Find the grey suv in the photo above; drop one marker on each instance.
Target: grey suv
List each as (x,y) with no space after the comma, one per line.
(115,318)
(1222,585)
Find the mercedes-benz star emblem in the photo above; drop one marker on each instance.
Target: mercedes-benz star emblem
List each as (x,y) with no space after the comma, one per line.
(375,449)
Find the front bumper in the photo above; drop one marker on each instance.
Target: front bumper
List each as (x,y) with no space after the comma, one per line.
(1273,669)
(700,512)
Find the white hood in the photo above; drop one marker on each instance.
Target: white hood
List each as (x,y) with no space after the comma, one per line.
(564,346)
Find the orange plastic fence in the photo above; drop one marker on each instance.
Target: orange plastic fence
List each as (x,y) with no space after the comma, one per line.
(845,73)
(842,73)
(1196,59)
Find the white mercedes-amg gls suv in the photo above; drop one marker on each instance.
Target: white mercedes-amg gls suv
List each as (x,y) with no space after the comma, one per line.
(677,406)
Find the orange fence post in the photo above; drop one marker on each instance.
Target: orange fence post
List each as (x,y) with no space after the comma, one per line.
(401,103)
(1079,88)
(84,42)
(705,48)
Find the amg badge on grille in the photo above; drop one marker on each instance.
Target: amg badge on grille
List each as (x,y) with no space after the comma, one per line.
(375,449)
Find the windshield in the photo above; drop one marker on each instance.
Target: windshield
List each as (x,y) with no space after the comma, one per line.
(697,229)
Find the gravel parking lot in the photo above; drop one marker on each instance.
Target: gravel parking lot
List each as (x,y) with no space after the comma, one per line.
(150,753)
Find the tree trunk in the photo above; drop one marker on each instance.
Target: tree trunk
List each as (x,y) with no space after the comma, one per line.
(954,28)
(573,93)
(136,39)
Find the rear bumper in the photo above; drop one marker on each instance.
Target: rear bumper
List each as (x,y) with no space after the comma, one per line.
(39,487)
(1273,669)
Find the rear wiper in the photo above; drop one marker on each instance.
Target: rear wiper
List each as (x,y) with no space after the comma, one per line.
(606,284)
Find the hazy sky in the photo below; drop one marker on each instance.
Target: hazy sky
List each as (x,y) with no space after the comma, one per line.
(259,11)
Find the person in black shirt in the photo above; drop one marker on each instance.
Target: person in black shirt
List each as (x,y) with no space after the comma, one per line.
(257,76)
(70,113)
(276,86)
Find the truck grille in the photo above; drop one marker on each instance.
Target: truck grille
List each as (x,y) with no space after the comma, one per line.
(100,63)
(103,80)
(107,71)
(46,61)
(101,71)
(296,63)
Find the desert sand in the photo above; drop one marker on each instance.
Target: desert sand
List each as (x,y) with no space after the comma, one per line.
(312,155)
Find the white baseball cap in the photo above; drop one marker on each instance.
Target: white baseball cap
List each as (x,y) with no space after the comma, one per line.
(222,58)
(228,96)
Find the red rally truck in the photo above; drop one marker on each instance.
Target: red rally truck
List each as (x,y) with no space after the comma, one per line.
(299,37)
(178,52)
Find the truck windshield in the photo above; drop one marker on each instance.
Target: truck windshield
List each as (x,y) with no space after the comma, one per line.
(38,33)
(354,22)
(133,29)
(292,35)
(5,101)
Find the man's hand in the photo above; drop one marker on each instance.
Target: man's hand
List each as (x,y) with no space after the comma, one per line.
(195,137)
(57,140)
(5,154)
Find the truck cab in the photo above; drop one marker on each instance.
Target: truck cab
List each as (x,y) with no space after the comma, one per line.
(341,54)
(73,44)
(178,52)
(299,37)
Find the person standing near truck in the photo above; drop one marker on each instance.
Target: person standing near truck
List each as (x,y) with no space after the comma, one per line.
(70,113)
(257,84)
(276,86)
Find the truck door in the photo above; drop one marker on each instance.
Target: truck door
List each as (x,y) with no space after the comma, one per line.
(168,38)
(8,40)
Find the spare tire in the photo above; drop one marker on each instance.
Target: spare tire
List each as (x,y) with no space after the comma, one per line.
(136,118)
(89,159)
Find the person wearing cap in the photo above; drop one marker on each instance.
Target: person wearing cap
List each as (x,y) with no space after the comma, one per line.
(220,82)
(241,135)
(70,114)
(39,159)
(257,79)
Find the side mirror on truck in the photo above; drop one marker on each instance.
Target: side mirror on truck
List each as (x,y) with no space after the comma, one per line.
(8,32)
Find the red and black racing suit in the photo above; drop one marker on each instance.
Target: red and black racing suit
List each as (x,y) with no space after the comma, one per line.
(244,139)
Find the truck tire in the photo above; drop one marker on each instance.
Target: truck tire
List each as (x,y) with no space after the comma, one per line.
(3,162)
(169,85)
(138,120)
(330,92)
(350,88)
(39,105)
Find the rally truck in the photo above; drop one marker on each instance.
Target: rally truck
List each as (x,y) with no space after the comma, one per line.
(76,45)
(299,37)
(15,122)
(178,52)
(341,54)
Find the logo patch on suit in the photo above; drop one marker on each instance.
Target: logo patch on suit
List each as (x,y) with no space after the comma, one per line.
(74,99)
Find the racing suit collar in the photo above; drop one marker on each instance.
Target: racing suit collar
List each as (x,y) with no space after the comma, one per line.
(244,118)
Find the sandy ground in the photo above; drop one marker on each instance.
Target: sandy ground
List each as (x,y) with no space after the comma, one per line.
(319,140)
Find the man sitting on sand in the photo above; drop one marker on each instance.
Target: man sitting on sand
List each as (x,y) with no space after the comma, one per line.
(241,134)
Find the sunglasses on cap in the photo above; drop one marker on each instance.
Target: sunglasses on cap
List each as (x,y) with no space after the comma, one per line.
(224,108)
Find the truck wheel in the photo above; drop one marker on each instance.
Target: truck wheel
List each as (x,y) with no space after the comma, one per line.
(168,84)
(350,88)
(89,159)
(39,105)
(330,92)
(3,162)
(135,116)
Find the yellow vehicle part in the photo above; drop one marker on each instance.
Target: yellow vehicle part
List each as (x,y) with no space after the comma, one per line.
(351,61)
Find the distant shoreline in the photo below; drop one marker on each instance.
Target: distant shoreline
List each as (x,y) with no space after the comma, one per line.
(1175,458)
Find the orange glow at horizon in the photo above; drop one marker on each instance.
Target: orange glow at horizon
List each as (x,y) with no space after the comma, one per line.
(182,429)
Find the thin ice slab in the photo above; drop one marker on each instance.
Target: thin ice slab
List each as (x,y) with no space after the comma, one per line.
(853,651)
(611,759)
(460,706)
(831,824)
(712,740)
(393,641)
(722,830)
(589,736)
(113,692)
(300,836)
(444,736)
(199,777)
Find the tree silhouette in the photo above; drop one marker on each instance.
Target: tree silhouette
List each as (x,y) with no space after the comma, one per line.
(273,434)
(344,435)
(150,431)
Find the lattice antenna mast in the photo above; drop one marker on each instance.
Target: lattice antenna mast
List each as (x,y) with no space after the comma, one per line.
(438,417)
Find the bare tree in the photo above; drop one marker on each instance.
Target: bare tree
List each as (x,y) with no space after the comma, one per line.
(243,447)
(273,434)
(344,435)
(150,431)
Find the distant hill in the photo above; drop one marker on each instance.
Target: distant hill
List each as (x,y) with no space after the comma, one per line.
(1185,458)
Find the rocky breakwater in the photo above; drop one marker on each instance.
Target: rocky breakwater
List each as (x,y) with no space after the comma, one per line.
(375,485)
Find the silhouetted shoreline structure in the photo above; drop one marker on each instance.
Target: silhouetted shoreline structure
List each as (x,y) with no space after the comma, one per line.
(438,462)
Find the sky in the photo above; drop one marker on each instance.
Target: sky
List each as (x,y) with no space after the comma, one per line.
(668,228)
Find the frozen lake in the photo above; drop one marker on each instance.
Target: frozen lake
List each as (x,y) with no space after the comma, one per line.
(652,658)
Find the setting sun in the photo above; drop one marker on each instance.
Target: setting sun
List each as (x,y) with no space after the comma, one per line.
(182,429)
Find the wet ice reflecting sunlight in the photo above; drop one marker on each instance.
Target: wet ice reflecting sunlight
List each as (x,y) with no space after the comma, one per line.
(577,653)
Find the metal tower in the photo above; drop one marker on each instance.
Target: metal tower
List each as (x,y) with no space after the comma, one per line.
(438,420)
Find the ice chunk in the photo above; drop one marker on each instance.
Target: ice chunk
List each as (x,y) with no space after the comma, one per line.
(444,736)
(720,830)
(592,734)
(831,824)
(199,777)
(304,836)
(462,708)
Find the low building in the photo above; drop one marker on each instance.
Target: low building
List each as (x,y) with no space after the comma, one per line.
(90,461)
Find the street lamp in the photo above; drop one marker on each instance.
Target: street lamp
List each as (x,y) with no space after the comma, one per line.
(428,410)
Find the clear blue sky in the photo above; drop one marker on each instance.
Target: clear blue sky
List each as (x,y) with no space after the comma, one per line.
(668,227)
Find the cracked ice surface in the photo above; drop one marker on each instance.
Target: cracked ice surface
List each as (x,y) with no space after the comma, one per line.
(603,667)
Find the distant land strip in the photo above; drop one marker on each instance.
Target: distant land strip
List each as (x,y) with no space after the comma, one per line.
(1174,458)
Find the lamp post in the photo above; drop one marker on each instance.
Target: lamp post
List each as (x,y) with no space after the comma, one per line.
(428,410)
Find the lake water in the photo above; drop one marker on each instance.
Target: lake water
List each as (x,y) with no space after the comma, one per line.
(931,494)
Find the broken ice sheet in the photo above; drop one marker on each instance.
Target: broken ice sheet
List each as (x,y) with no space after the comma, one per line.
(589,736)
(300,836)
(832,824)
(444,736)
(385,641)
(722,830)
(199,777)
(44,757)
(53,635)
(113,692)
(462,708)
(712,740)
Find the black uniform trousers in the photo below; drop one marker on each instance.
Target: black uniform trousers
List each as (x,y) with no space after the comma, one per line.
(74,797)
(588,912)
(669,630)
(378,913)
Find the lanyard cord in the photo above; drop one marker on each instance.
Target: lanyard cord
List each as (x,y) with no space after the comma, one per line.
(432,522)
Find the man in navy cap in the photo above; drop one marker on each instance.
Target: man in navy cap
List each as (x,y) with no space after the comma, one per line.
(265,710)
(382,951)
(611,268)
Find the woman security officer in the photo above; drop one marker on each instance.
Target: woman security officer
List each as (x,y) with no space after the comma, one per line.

────

[Set task] Can you rewrite the items as a numbered list, starting at the line with "Find the woman" and running through the last line of the items, both ends included and blank lines left out?

[The reply]
1. Find the woman security officer in the photo above; drop one marker on each instance.
2. Target: woman security officer
3. List each as (x,y) with no space after the comma, one per line.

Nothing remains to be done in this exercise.